* Activity: The answer must consist of every line from the data that holds the string "keypoint".

* Material shown:
# # # # #

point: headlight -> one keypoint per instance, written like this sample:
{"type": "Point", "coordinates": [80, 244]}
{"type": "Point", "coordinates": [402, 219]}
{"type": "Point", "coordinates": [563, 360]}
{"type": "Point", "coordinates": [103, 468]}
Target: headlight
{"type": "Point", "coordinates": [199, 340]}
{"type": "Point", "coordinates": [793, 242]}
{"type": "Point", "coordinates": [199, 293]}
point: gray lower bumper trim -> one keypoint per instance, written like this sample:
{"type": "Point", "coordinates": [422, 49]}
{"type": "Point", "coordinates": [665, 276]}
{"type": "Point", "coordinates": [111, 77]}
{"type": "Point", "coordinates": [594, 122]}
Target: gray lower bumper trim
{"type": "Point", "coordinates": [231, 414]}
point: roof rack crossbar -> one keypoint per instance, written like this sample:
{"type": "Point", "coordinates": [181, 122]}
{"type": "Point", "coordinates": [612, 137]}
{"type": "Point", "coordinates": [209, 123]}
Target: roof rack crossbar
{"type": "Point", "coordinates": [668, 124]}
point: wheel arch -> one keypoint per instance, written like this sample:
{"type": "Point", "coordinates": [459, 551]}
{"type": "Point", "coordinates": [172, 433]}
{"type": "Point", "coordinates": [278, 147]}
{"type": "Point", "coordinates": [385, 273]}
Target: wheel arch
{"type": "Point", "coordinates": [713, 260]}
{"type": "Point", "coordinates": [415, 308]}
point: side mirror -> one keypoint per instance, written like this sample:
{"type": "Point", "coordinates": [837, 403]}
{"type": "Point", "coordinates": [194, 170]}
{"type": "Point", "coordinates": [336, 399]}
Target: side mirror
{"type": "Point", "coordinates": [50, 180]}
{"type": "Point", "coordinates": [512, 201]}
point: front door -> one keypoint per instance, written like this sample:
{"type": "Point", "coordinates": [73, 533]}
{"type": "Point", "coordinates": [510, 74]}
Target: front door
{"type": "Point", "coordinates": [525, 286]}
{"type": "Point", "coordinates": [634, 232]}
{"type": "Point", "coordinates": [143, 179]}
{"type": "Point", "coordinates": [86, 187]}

# # # # #

* Solution below:
point: headlight -> one keypoint per instance, written like this sample:
point: gray lower bumper trim -> one keypoint per instance, written like this sample:
point: roof rack crossbar -> one keypoint per instance, written like this sample:
point: wheel arch -> one keypoint per instance, written like this sample:
point: side mirror -> one keypoint per instance, written like this sample:
point: front door -> one keypoint per instance, written like this sample:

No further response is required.